• **Input for this task**
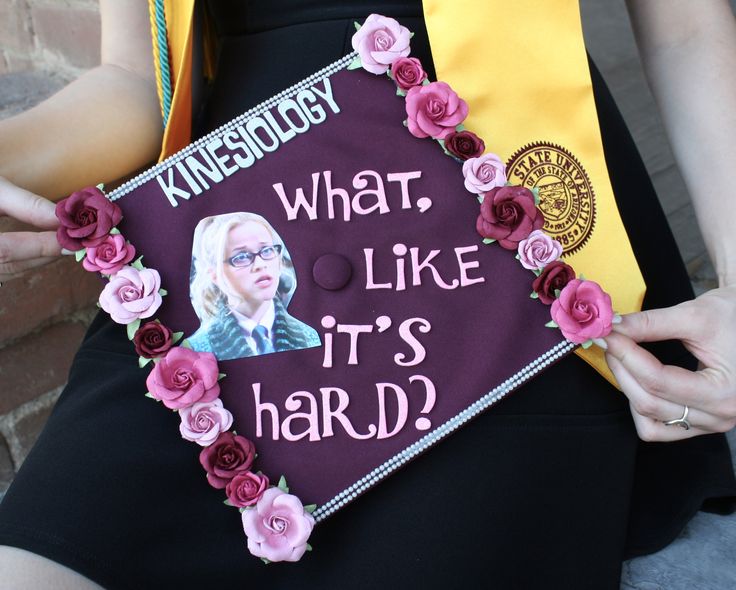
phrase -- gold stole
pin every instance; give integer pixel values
(522, 68)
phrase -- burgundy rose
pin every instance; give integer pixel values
(86, 217)
(555, 276)
(228, 456)
(245, 489)
(152, 340)
(408, 72)
(464, 145)
(508, 214)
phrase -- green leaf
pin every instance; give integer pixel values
(132, 327)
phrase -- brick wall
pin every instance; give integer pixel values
(43, 315)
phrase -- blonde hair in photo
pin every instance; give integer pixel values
(208, 260)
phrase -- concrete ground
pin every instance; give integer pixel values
(703, 556)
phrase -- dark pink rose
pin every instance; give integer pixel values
(152, 340)
(464, 145)
(108, 257)
(583, 311)
(434, 110)
(184, 377)
(86, 218)
(407, 72)
(245, 489)
(554, 277)
(131, 294)
(380, 42)
(508, 214)
(228, 456)
(278, 528)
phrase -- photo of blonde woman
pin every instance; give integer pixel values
(241, 283)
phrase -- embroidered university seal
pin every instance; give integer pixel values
(565, 192)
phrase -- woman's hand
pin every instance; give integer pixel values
(24, 250)
(659, 393)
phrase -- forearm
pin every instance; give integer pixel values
(101, 127)
(688, 49)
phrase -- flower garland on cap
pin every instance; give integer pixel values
(276, 523)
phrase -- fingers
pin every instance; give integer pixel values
(15, 269)
(653, 411)
(17, 246)
(667, 323)
(675, 384)
(26, 206)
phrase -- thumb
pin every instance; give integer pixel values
(26, 206)
(667, 323)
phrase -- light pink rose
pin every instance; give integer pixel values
(434, 110)
(380, 42)
(538, 250)
(484, 173)
(583, 311)
(278, 527)
(245, 489)
(204, 421)
(109, 256)
(131, 294)
(184, 377)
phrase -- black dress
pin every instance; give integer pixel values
(549, 489)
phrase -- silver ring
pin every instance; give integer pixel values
(682, 422)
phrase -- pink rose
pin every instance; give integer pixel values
(86, 218)
(464, 144)
(484, 173)
(380, 42)
(131, 294)
(108, 257)
(434, 110)
(407, 72)
(228, 456)
(204, 421)
(508, 214)
(278, 527)
(583, 311)
(184, 377)
(538, 250)
(554, 277)
(245, 489)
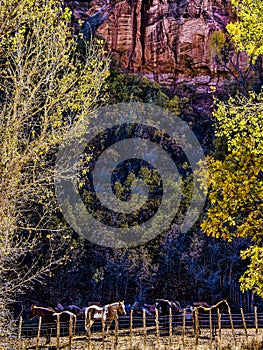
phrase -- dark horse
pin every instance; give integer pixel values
(165, 305)
(46, 315)
(105, 314)
(204, 312)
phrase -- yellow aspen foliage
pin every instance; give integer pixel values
(236, 182)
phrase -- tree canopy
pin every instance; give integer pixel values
(45, 87)
(236, 178)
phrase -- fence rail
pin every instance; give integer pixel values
(147, 326)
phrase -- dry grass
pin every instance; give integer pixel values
(151, 342)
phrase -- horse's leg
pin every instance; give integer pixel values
(108, 323)
(48, 337)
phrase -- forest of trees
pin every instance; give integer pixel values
(50, 79)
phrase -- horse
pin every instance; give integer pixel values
(65, 316)
(46, 315)
(106, 314)
(220, 307)
(75, 310)
(165, 305)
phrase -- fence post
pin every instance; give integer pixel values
(244, 324)
(103, 333)
(131, 314)
(211, 328)
(196, 327)
(144, 328)
(58, 330)
(157, 327)
(256, 324)
(38, 331)
(170, 327)
(232, 325)
(70, 331)
(19, 332)
(219, 328)
(116, 330)
(183, 330)
(88, 331)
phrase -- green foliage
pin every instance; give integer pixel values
(236, 178)
(45, 87)
(236, 181)
(247, 32)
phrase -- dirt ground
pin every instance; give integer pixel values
(148, 342)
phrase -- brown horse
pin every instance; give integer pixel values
(203, 312)
(65, 316)
(105, 314)
(46, 315)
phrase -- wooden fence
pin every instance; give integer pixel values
(172, 328)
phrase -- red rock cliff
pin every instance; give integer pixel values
(166, 40)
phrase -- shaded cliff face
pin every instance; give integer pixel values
(166, 40)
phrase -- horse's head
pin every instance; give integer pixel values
(121, 308)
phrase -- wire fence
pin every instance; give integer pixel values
(190, 333)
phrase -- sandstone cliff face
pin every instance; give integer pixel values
(166, 40)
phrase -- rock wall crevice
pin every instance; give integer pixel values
(166, 40)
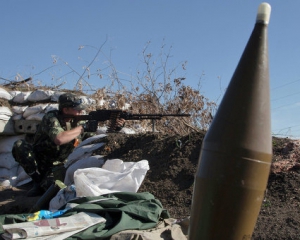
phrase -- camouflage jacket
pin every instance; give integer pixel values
(44, 147)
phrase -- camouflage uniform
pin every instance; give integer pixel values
(43, 153)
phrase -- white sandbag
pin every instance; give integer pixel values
(14, 93)
(114, 176)
(21, 97)
(19, 109)
(22, 177)
(5, 94)
(40, 95)
(92, 161)
(34, 109)
(51, 107)
(82, 152)
(7, 160)
(36, 116)
(7, 142)
(55, 96)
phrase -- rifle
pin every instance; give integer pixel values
(102, 115)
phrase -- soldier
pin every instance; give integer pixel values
(54, 140)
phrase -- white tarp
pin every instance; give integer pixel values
(114, 176)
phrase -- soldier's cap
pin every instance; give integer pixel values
(71, 100)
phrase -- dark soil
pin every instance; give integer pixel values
(173, 162)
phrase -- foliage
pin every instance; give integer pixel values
(155, 88)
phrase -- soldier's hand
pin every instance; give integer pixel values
(90, 126)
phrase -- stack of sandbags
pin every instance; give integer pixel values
(43, 100)
(11, 173)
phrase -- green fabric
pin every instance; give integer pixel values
(125, 211)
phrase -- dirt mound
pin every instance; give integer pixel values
(173, 162)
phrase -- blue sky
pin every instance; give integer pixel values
(209, 35)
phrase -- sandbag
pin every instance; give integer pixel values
(40, 95)
(21, 97)
(6, 112)
(5, 94)
(114, 176)
(51, 107)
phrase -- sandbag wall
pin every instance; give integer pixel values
(20, 113)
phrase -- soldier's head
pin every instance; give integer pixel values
(70, 102)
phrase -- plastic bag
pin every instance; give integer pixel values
(114, 176)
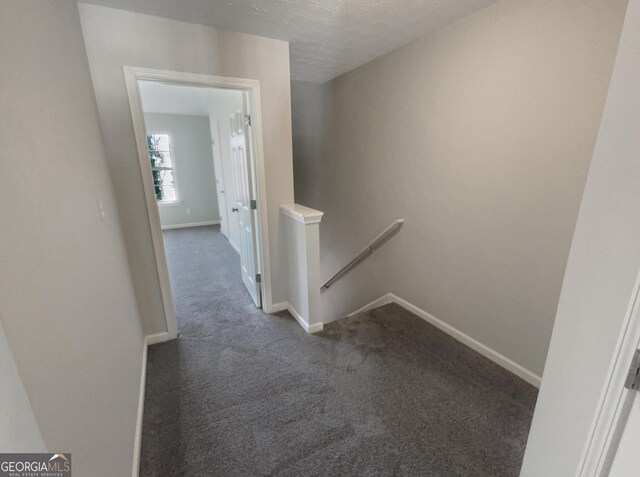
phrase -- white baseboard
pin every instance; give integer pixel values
(276, 307)
(500, 359)
(157, 338)
(377, 303)
(192, 224)
(148, 340)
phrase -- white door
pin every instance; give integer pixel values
(245, 197)
(219, 173)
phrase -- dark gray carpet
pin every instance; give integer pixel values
(242, 393)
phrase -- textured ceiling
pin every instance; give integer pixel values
(328, 37)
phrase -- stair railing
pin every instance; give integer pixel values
(375, 244)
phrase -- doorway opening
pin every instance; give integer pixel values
(200, 150)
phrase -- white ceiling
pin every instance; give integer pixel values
(328, 37)
(175, 99)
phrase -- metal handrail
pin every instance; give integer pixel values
(375, 244)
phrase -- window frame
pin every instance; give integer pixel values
(173, 168)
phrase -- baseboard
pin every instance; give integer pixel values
(377, 303)
(157, 338)
(148, 340)
(500, 359)
(315, 328)
(278, 307)
(192, 224)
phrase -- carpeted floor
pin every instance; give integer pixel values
(242, 393)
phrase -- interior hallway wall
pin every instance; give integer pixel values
(19, 430)
(115, 38)
(194, 173)
(599, 288)
(480, 136)
(67, 304)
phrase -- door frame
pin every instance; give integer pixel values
(134, 74)
(615, 399)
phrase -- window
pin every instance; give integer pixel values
(162, 167)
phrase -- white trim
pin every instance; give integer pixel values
(252, 87)
(277, 307)
(138, 435)
(137, 442)
(157, 338)
(191, 224)
(465, 339)
(301, 213)
(377, 303)
(310, 329)
(614, 400)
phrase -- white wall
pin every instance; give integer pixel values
(480, 136)
(603, 267)
(66, 298)
(19, 430)
(115, 38)
(194, 173)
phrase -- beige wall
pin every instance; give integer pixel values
(480, 136)
(193, 160)
(66, 298)
(115, 38)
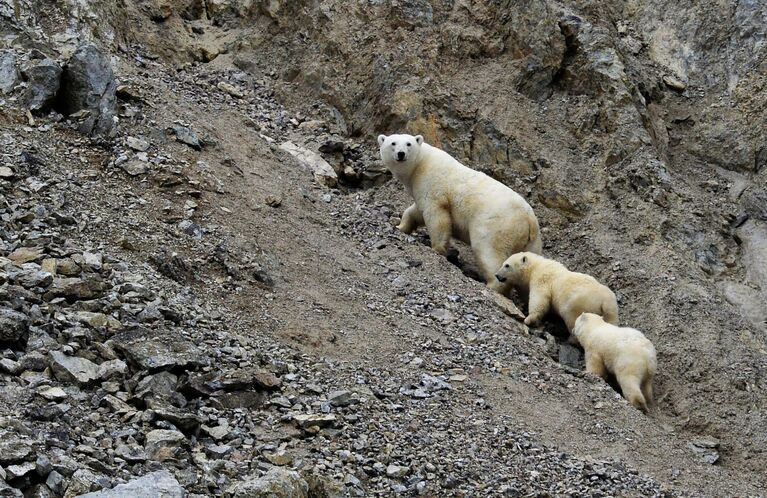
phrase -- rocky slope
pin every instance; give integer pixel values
(201, 283)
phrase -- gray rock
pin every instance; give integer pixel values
(414, 12)
(10, 366)
(76, 289)
(55, 482)
(397, 471)
(52, 393)
(131, 453)
(341, 398)
(570, 355)
(184, 420)
(88, 83)
(30, 278)
(277, 483)
(13, 449)
(13, 326)
(93, 260)
(82, 481)
(151, 351)
(73, 369)
(20, 469)
(43, 82)
(706, 449)
(187, 136)
(6, 491)
(310, 420)
(9, 74)
(137, 144)
(134, 167)
(162, 445)
(112, 369)
(323, 172)
(34, 360)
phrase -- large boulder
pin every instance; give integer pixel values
(88, 84)
(43, 82)
(14, 326)
(277, 483)
(9, 74)
(160, 484)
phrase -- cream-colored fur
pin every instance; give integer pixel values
(621, 351)
(452, 200)
(550, 285)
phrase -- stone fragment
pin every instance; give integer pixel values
(323, 172)
(150, 350)
(162, 445)
(277, 483)
(306, 421)
(134, 167)
(137, 144)
(43, 82)
(13, 449)
(52, 393)
(14, 326)
(72, 369)
(88, 83)
(187, 136)
(9, 74)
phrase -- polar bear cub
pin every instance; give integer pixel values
(452, 200)
(550, 285)
(621, 351)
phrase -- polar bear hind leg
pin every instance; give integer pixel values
(630, 387)
(647, 389)
(411, 220)
(438, 223)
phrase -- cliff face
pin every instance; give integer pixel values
(636, 130)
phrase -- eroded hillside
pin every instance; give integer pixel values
(181, 294)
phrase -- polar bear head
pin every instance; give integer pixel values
(400, 151)
(514, 268)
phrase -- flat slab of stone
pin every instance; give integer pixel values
(160, 484)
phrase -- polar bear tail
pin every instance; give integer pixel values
(610, 312)
(534, 243)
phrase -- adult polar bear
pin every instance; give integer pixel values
(455, 201)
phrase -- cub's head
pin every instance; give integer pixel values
(399, 150)
(584, 321)
(513, 267)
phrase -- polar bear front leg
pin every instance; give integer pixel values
(439, 224)
(411, 220)
(538, 306)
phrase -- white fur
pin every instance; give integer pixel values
(621, 351)
(452, 200)
(550, 285)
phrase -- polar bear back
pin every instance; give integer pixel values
(469, 190)
(622, 348)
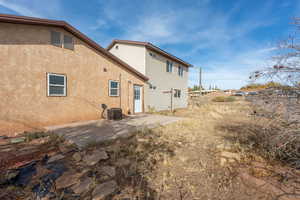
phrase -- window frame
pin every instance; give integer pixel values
(57, 85)
(177, 93)
(73, 44)
(169, 66)
(180, 71)
(109, 88)
(60, 45)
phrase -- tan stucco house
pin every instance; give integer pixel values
(53, 74)
(168, 75)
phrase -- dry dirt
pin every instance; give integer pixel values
(204, 165)
(186, 160)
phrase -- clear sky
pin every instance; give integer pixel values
(227, 38)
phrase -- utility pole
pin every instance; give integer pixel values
(200, 81)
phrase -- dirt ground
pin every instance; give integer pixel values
(191, 159)
(205, 165)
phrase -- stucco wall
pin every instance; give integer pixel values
(131, 54)
(26, 55)
(164, 81)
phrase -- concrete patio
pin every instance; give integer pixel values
(97, 131)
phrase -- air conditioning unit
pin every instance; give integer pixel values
(114, 114)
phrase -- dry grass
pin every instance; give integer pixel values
(193, 170)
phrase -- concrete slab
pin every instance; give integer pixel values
(97, 131)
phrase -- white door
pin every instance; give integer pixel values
(137, 99)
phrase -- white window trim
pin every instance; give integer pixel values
(49, 84)
(118, 88)
(180, 71)
(169, 66)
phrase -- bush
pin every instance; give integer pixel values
(273, 141)
(223, 99)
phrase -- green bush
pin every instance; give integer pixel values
(223, 99)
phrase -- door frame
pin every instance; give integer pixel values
(142, 98)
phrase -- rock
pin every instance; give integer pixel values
(67, 179)
(55, 158)
(224, 146)
(95, 157)
(38, 141)
(230, 155)
(66, 147)
(4, 142)
(77, 156)
(17, 140)
(143, 140)
(109, 170)
(122, 162)
(83, 186)
(103, 190)
(8, 176)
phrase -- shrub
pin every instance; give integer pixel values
(273, 141)
(223, 99)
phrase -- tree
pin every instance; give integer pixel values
(287, 63)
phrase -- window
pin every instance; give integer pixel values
(56, 39)
(113, 88)
(68, 42)
(180, 71)
(57, 85)
(169, 66)
(177, 93)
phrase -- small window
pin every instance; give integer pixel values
(68, 42)
(177, 93)
(56, 39)
(113, 88)
(169, 66)
(57, 85)
(180, 71)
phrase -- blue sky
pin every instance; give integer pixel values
(227, 38)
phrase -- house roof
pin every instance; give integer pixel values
(151, 47)
(62, 24)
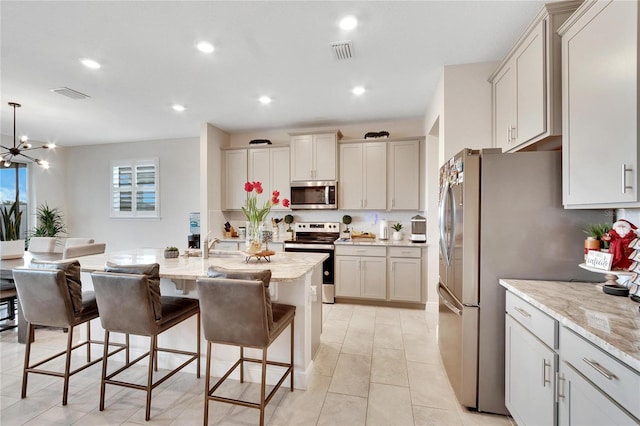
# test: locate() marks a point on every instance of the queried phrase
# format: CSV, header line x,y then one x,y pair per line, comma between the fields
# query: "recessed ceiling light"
x,y
90,63
205,47
348,23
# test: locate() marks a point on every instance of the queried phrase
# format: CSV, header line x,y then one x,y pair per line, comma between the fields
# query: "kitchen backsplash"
x,y
365,221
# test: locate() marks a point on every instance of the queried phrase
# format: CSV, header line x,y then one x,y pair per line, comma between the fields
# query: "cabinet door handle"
x,y
523,312
625,169
600,369
559,387
546,366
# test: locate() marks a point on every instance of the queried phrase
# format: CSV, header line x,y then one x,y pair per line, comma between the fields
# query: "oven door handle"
x,y
309,247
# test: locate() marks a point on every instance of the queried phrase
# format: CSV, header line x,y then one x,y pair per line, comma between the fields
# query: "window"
x,y
134,188
9,176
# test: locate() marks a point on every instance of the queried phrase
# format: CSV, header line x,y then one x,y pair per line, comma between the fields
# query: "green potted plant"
x,y
288,219
597,230
397,231
346,219
11,244
171,252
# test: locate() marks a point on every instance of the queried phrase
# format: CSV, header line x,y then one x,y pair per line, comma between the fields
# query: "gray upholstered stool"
x,y
45,300
126,306
234,312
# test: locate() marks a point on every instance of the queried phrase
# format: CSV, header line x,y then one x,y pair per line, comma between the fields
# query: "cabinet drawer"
x,y
360,251
614,378
533,319
404,252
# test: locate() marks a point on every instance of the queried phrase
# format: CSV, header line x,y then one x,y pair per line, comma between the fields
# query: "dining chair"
x,y
50,295
126,306
234,312
42,244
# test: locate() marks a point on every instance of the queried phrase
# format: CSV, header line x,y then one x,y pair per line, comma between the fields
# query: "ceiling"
x,y
280,49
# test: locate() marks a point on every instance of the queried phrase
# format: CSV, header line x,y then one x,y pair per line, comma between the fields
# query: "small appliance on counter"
x,y
193,240
384,229
418,229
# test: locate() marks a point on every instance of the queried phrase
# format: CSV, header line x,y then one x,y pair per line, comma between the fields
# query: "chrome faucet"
x,y
207,244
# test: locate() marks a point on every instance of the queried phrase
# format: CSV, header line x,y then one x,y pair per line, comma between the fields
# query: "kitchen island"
x,y
296,280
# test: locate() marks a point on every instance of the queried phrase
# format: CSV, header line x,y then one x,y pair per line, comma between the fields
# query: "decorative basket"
x,y
171,254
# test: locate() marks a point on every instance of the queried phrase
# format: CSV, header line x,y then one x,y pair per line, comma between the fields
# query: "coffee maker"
x,y
418,229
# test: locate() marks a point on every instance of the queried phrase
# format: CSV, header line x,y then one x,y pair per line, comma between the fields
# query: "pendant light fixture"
x,y
18,149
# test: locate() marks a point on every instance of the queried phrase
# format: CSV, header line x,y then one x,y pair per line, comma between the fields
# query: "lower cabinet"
x,y
529,376
553,376
361,272
581,403
405,283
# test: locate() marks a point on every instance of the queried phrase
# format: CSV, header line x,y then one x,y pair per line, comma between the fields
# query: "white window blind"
x,y
134,188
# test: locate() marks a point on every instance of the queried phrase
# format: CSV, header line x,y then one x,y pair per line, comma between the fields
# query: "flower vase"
x,y
254,238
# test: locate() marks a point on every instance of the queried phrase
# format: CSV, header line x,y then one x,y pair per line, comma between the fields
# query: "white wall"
x,y
88,188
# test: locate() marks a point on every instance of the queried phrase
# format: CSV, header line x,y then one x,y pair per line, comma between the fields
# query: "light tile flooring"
x,y
376,366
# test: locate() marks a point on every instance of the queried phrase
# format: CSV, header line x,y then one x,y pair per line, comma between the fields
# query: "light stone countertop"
x,y
284,266
376,242
610,322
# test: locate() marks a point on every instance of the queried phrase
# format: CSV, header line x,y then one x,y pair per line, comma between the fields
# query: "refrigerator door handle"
x,y
446,302
446,247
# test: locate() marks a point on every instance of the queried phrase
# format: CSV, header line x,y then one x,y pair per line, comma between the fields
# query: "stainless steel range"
x,y
318,238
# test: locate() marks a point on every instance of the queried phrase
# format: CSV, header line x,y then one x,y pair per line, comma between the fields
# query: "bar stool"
x,y
235,313
126,306
46,300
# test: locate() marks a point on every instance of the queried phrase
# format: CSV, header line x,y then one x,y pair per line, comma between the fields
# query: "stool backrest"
x,y
83,250
124,303
44,297
233,311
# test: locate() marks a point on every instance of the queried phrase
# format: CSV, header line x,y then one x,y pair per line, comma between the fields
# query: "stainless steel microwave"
x,y
314,195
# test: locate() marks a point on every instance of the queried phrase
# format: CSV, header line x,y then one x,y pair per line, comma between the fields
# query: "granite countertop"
x,y
377,242
610,322
284,266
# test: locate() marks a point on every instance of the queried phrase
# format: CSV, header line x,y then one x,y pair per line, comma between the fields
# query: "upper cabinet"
x,y
271,167
363,176
267,165
403,181
526,89
234,176
600,105
314,156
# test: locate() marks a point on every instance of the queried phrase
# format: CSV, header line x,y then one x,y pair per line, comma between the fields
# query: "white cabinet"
x,y
234,176
405,277
594,388
530,363
526,86
529,373
361,272
600,106
580,403
271,167
403,175
363,176
314,157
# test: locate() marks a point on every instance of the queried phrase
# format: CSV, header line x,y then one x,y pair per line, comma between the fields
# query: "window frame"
x,y
135,188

• **What to produce**
Gather each line of the records holding the string "horse".

• **Written answer**
phrase -- dark horse
phrase -- horse's leg
phrase -- horse
phrase -- brown horse
phrase -- horse's head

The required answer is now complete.